**Enunciado da tarefa**
De acordo com o texto selecionado, com que equipamento foi realizado o filme Cidade reposta?

**Texto selecionado**
Ensaio aborda o filme Cidade Reposta

Tive uma grata surpresa ao receber do escritor Artur de Vargas Giorgi a indicação para seu texto "Riscar a cidade, riscos"/ "Rayar la ciudad, rayas". Esse belo ensaio, publicado em formato bilíngue na revista INTERARTIVE nº21, debate obras que, por sua vez, abordam a questão da cidade, em sua possibilidade de risco e poesia. Uma das obras refletidas pelo ensaio foi o meu filmeco Cidade reposta, realizado com uma câmera fotográfica e exibido esse ano no Festival Tordesilhas, aqui em Lisboa. O que me deixa realmente contente é que Artur consegue compreender, como poucos, a situação paradoxal exibida no filme, onde uma cidade é parte ao mesmo tempo fundante e fundada de cada indivíduo. Na verdade, ele vai além: esboça uma hermenêutica para compreender como se dá este "paradoxo" e percebe aí a necessidade de fuga das hierarquias vigentes (sujeito x objeto, indivíduo x todo, cidade x citadino) para pensar a questão. Texto realmente comovente e dotado de rara inteligência.
Deixo, abaixo, o fragmento em português e espanhol do texto. Aproveitem:


Prolifera a cidade em sonho. Também no Rio de Janeiro, Márcio-André registra seu curta-metragem Cidade Resposta (2010). Agora, contudo, o corpo – enquanto identidade ou integridade – aparece de maneira diversa. Na verdade, ele desaparece. Eu vejo apenas o que os seus olhos veem, e, nesse sentido, eles oferecem a cidade de dentro: é sobretudo a cidade, no limite impreciso entre o dentro e o fora do corpo, que primeiro o habita; é a cidade que está no corpo ou que o deseja, antes de ele estar na cidade ou de desejá-la. Diz o belo texto de Márcio-André: “Tudo tem seu modo de ser na conjuntura que levou aquele corpo urbano a ter determinado desenho, mas esses elementos já fazem parte do que a cidade escolhe para si mesma. [...] Há algo que prescinde de qualquer planejamento humano, uma conjuntura interna do sentido da pólis, um vir a ser cidade, como se todo ato para consolidá-la fosse desde sempre o desejo dela própria”.

Tal condição, que arriscaria o sujeito em sua diluição, é, no entanto, a própria formadora dessa espécie de subjetividade aberta, informe, na medida em que as imagens transportam a ambivalência do contato: a cidade, pelo que ela escolhe para si mesma, deixou suas impressões no autor, mas isso só pode ser visto com os olhos dele, olhos que se projetam sobre a cidade com seu toque singular. Ou seja, o sujeito é formado por esses vestígios e também os forma; ele, com a cidade, esse seu “órgão externo”, é, enfim, a resposta.

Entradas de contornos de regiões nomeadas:
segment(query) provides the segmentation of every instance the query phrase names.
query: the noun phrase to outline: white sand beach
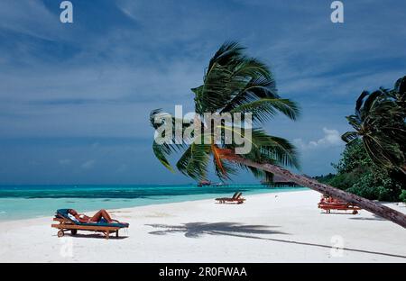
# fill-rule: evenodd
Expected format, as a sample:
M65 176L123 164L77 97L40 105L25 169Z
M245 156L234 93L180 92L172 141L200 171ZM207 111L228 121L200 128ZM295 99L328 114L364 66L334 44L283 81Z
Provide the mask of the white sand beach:
M364 210L320 213L319 198L297 191L250 195L239 205L200 200L107 210L130 223L110 240L86 231L58 238L51 214L4 222L0 262L406 262L403 228Z

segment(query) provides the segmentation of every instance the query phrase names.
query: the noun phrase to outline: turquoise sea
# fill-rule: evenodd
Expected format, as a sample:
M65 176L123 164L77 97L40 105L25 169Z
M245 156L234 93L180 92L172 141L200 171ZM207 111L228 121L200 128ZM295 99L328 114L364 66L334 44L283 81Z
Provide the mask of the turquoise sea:
M244 195L305 190L263 185L184 186L0 186L0 221L52 216L55 210L80 212L134 207Z

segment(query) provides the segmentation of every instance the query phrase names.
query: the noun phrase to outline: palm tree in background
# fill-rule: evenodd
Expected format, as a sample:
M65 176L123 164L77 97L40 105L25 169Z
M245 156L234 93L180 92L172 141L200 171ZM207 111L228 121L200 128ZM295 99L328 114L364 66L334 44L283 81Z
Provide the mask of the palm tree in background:
M257 177L271 179L278 175L291 182L308 186L324 195L329 195L346 202L355 204L381 217L406 227L406 216L395 210L374 203L370 200L346 193L333 186L320 184L312 178L295 175L283 167L299 168L295 148L286 140L267 134L261 125L275 114L281 113L291 120L296 120L300 110L298 105L280 97L275 81L268 67L256 59L244 54L244 48L235 42L226 42L215 53L208 63L203 77L203 85L191 89L195 95L196 117L182 127L182 132L199 122L201 127L209 128L209 142L191 141L176 144L176 133L167 136L172 144L153 141L152 150L157 159L169 169L173 170L168 157L172 153L182 153L176 168L181 173L194 179L205 179L208 168L213 161L217 175L221 179L228 178L238 168L248 169ZM226 140L222 133L216 139L211 121L205 120L205 113L251 113L254 127L251 138L246 138L242 122L222 122L218 127L224 131L231 131L242 134L246 141L251 141L252 150L247 154L237 154L241 146L235 140ZM161 110L151 113L150 122L156 130L165 122L182 122ZM157 122L157 120L160 121ZM234 122L234 120L233 120ZM207 133L207 131L206 131ZM201 140L200 132L194 132L189 140ZM179 141L178 141L179 142Z
M379 167L396 169L406 179L406 76L392 90L364 91L355 114L346 116L355 131L342 135L344 141L361 139L371 159Z

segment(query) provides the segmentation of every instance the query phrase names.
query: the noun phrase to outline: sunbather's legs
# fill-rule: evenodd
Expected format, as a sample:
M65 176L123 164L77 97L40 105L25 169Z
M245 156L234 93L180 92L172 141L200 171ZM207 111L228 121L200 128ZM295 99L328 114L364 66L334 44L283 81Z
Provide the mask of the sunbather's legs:
M106 210L100 210L96 213L95 215L91 217L90 222L97 222L101 218L104 218L109 223L113 222L112 218Z

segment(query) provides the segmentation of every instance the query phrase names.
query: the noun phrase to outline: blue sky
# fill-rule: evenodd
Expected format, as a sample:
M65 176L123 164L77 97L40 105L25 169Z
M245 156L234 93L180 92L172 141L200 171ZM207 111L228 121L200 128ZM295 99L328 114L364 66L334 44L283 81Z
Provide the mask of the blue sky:
M192 110L209 58L240 41L268 63L296 122L265 124L300 151L301 172L333 171L361 91L406 74L406 3L329 0L0 2L0 184L174 184L153 158L152 109ZM255 182L248 174L236 182Z

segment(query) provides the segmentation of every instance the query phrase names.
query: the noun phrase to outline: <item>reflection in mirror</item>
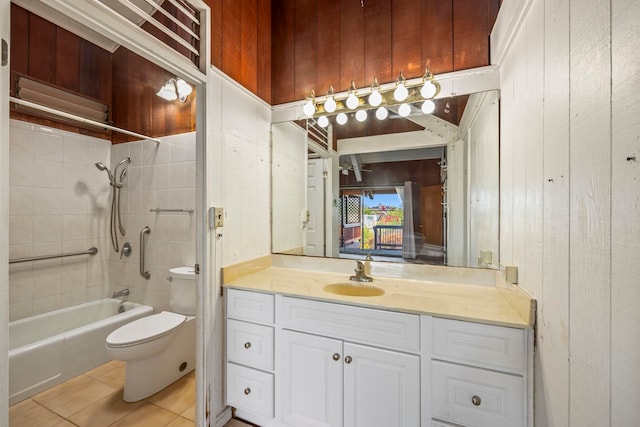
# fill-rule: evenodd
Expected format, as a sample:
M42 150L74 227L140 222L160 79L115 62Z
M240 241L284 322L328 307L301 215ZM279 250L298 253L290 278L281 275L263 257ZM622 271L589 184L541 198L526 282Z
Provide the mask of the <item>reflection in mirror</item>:
M499 94L272 125L272 252L494 267Z

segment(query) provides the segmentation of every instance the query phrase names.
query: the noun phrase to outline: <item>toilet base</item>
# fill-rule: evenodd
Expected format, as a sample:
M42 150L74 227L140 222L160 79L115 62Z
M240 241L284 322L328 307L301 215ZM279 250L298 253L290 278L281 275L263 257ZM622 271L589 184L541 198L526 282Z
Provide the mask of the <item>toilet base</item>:
M195 356L196 319L189 318L159 354L126 362L123 400L137 402L182 378L195 369Z

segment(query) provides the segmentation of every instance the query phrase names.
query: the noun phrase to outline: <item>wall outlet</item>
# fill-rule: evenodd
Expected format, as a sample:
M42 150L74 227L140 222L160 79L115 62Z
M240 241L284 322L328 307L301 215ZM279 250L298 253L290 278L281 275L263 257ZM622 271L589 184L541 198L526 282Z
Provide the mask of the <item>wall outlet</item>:
M209 228L218 228L224 226L224 209L209 208Z

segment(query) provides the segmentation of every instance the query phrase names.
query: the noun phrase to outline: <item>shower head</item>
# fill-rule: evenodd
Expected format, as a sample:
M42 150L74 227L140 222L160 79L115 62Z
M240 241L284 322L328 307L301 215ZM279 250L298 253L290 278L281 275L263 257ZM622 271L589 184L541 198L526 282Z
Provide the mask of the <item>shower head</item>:
M104 165L104 163L98 162L96 163L96 167L98 168L98 170L107 171L107 173L109 174L109 182L113 182L113 175L111 174L109 168Z
M122 180L124 179L125 175L127 174L127 166L129 166L129 164L131 163L131 157L126 157L122 160L120 160L118 162L118 164L116 165L115 170L113 171L114 176L118 176L118 168L122 165L125 165L124 169L122 170L122 172L120 173L120 182L122 183Z

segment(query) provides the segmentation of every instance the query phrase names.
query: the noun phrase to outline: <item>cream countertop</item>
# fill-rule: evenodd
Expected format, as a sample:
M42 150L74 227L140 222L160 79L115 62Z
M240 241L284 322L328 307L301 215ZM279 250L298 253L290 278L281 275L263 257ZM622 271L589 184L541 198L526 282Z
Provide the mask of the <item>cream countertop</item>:
M224 280L223 286L521 329L531 328L534 323L535 300L517 286L502 288L374 276L370 285L382 288L384 295L352 297L323 290L327 284L349 282L349 276L342 273L264 263L253 267L247 274L228 274L223 269L223 277L229 279Z

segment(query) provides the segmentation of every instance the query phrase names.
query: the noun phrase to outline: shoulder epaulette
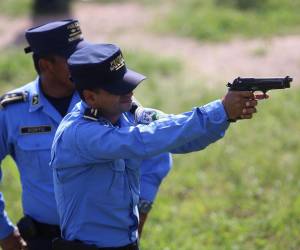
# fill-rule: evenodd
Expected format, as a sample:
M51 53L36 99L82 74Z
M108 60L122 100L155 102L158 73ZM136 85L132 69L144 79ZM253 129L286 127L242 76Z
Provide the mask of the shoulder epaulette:
M83 118L92 120L92 121L98 121L99 120L99 110L87 108L84 112Z
M131 109L129 110L129 112L134 115L138 107L139 105L136 102L132 102Z
M2 97L0 97L0 109L5 108L9 104L25 102L27 98L28 98L27 91L7 93Z

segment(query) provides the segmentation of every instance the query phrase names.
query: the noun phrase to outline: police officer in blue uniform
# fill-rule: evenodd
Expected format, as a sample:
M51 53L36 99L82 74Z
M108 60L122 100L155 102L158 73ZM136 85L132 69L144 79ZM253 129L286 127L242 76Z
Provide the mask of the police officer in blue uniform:
M29 29L26 38L30 46L25 51L33 52L39 77L0 99L0 162L11 155L20 172L25 216L18 227L25 241L8 218L0 192L0 245L4 250L22 249L26 242L30 249L47 250L51 248L52 238L60 235L52 170L48 166L50 147L62 117L80 100L70 82L66 59L86 44L77 20ZM153 112L156 111L149 109L146 113ZM170 167L170 154L144 161L142 217L149 212Z
M0 162L11 155L17 164L25 216L18 230L0 193L0 245L15 250L27 243L29 249L47 250L60 235L49 168L51 144L62 117L79 100L66 60L85 42L76 20L52 22L25 35L30 45L25 51L33 52L39 77L0 99Z
M222 100L144 125L143 110L134 117L128 111L145 77L127 69L117 46L86 46L68 64L82 101L62 120L52 145L62 229L54 249L137 250L142 161L205 148L224 136L229 119L251 118L256 97L228 92Z

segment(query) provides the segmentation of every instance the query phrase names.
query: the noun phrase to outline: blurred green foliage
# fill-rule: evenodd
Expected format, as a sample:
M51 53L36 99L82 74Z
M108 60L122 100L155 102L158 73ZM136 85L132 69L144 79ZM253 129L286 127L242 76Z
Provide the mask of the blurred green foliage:
M169 1L154 29L222 41L236 36L261 37L299 32L300 2L294 0Z
M34 80L32 57L24 54L23 48L0 52L0 93Z
M25 15L31 12L33 0L1 0L0 15Z

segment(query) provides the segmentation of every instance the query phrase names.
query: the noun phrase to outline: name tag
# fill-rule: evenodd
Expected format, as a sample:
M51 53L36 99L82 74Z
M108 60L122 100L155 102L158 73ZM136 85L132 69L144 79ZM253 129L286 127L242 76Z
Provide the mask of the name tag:
M21 134L49 133L51 130L51 126L23 127L21 128Z

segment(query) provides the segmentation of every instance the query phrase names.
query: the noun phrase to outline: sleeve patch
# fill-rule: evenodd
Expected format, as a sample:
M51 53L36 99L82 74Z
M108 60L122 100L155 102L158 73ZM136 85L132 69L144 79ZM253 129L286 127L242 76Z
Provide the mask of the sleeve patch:
M28 98L28 92L8 93L0 97L0 109L5 108L9 104L25 102Z

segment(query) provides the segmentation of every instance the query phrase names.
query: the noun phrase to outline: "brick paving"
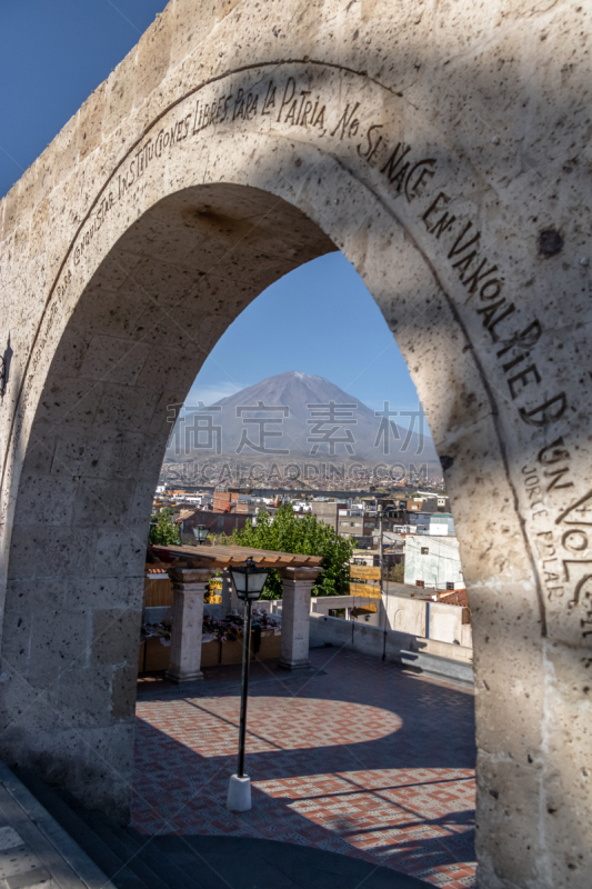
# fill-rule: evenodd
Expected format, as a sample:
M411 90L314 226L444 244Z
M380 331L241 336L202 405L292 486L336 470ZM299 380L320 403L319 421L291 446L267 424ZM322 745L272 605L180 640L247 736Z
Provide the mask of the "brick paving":
M317 675L285 681L273 662L253 669L253 808L241 815L224 805L240 668L204 670L211 681L185 690L143 682L132 825L300 843L474 887L472 691L354 652L314 649L311 661Z

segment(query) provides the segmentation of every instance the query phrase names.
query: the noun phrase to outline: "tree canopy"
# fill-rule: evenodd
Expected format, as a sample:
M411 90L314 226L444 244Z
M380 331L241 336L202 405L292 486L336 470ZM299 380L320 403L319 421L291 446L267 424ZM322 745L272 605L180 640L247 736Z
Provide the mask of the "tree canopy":
M232 542L253 549L274 552L297 552L304 556L321 556L322 571L313 587L313 596L343 596L349 592L350 566L353 543L345 540L310 512L302 518L294 515L291 503L283 503L272 519L261 510L254 525L235 531ZM263 587L263 599L280 599L281 579L271 571Z
M161 509L155 517L152 517L152 519L154 518L157 518L157 522L150 525L150 532L148 535L149 543L169 547L181 542L179 526L174 525L171 520L171 510L165 508Z

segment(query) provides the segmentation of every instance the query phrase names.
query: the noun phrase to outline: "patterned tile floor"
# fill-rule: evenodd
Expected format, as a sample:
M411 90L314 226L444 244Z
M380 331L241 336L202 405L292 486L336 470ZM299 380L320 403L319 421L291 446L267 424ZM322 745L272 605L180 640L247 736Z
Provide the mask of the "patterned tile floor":
M318 672L300 678L254 666L242 815L224 806L240 668L204 670L211 681L190 689L140 683L133 826L314 846L474 887L472 692L353 652L311 661Z

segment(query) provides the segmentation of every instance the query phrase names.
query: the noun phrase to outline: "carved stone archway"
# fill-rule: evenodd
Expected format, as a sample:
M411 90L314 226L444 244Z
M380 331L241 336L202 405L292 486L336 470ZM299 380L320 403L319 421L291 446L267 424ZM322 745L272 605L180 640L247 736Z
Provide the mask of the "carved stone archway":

**Resposta da tarefa**
Com uma câmera fotográfica.